THE REQUEST — Rewrite the stretch of the Walmart article from "It goes without" through "it came about.", swapping "suppliers" for "vendors".

==== SOURCE EXCERPT ====

June 23, 2010   Comments

The Walmart Crapshoot

Project Impact does not appear to be the “win” that Walmart expected.

One of the most important criteria used by retailers to evaluate a proposed shopper-marketing initiative is the extent to which it is designed to benefit all stakeholders — meaning the retailer and its customers — as well as the sponsoring brands. As everybody knows, this is called a “win-win-win.”

It goes without saying that Walmart is especially insistent on this. As a result, most suppliers pull all stops to ensure that everything they present to Walmart is structured to be a win-win-win — and perhaps even a little overboard on the “win-win” segments meant for Walmart and its customers.

Now let’s flip the coin and take a look at Walmart’s Project Impact through the same lens. To what extent is Project Impact a “win-win-win” — for Walmart, its customers and suppliers? To what extent did Walmart consider its suppliers when it blocked-out the objectives and strategies for Project Impact?

To put this in perspective, one first needs to know a little bit about what Project Impact is and how it came about.

Between 1999 and 2003, Walmart’s fierce determination to be the low-price leader enabled it to operate profitably on gross margins (read: “retail sales prices”) that were actually lower than the operating expenses of its leading grocery competitors — Kroger, Safeway and Albertson’s.

In other words, regardless of the number of hi-lo pricing machinations these competitors conjured-up, the bottom line is that they were mathematically unable to compete with Walmart on price — which is no doubt why millions of shoppers during these years migrated to Walmart and why Walmart enjoyed consistent double-digit growth.

==== RECORDED DATA ====

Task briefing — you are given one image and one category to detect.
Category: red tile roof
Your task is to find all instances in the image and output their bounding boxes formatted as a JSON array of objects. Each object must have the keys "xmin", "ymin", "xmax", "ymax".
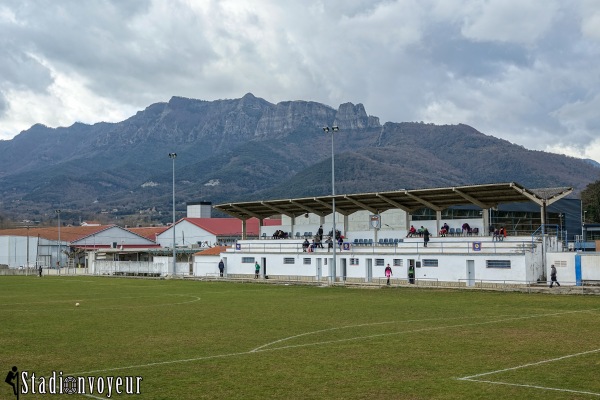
[
  {"xmin": 127, "ymin": 226, "xmax": 169, "ymax": 241},
  {"xmin": 0, "ymin": 225, "xmax": 114, "ymax": 242}
]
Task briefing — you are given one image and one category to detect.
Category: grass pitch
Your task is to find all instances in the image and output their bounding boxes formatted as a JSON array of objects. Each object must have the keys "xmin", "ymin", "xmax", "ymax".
[{"xmin": 0, "ymin": 276, "xmax": 600, "ymax": 400}]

====

ANSWER TO THE PROBLEM —
It goes without saying that Walmart is especially insistent on this. As a result, most vendors pull all stops to ensure that everything they present to Walmart is structured to be a win-win-win — and perhaps even a little overboard on the “win-win” segments meant for Walmart and its customers.

Now let’s flip the coin and take a look at Walmart’s Project Impact through the same lens. To what extent is Project Impact a “win-win-win” — for Walmart, its customers and vendors? To what extent did Walmart consider its vendors when it blocked-out the objectives and strategies for Project Impact?

To put this in perspective, one first needs to know a little bit about what Project Impact is and how it came about.